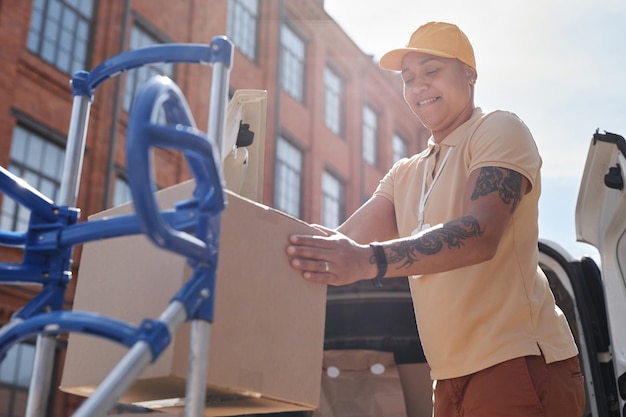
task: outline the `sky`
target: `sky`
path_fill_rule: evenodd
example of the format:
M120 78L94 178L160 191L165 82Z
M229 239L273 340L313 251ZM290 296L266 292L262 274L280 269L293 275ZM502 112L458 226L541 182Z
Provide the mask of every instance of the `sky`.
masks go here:
M475 103L530 128L543 159L540 238L574 257L575 209L592 135L626 135L626 0L325 0L328 14L378 61L423 23L446 21L476 55Z

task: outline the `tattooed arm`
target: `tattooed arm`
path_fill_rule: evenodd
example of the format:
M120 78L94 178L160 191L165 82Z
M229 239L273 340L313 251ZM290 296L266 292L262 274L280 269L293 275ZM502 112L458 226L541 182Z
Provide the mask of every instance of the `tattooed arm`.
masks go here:
M384 197L374 196L339 226L337 231L360 243L395 239L398 237L398 225L393 203Z
M516 171L485 167L469 176L464 215L412 238L387 242L388 275L443 272L491 259L528 180Z
M462 216L416 236L383 242L386 276L444 272L491 259L528 190L528 180L516 171L498 167L473 171L464 191ZM357 224L371 225L355 219L346 229L354 230ZM376 275L371 248L340 233L330 238L292 236L287 254L292 267L315 282L344 285Z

^^^^

**Task description:** Each entry must be set down word for word; no image may be carried over.

**Solution to the exercise:**
task: outline the `sky`
target: `sky`
path_fill_rule: evenodd
example of the format:
M120 78L94 178L160 191L165 82Z
M229 239L273 340L313 251ZM290 296L266 292L262 274L280 269L293 275ZM502 112L458 226L541 182Z
Provide the mask of every instance of the `sky`.
masks go here:
M475 103L530 128L543 159L540 238L574 257L575 209L592 135L626 135L626 0L325 0L328 14L378 61L423 23L446 21L476 55Z

task: outline the `tattooed arm`
target: `tattooed arm`
path_fill_rule: evenodd
example of the format:
M120 78L94 178L160 191L165 82Z
M229 239L273 340L313 251ZM290 296L266 292L262 274L280 269L293 275ZM502 112L458 226L541 182Z
Provide the mask of every instance of the `tattooed arm`.
masks go here:
M384 197L374 196L339 226L337 231L360 243L395 239L398 237L398 225L393 203Z
M516 171L485 167L469 176L464 215L412 238L387 242L388 275L443 272L491 259L528 180Z
M462 216L416 236L383 242L386 276L444 272L491 259L528 190L528 180L516 171L498 167L473 171L464 191ZM357 224L371 225L355 219L346 229L354 230ZM376 275L371 248L340 233L330 238L292 236L287 254L292 267L315 282L344 285Z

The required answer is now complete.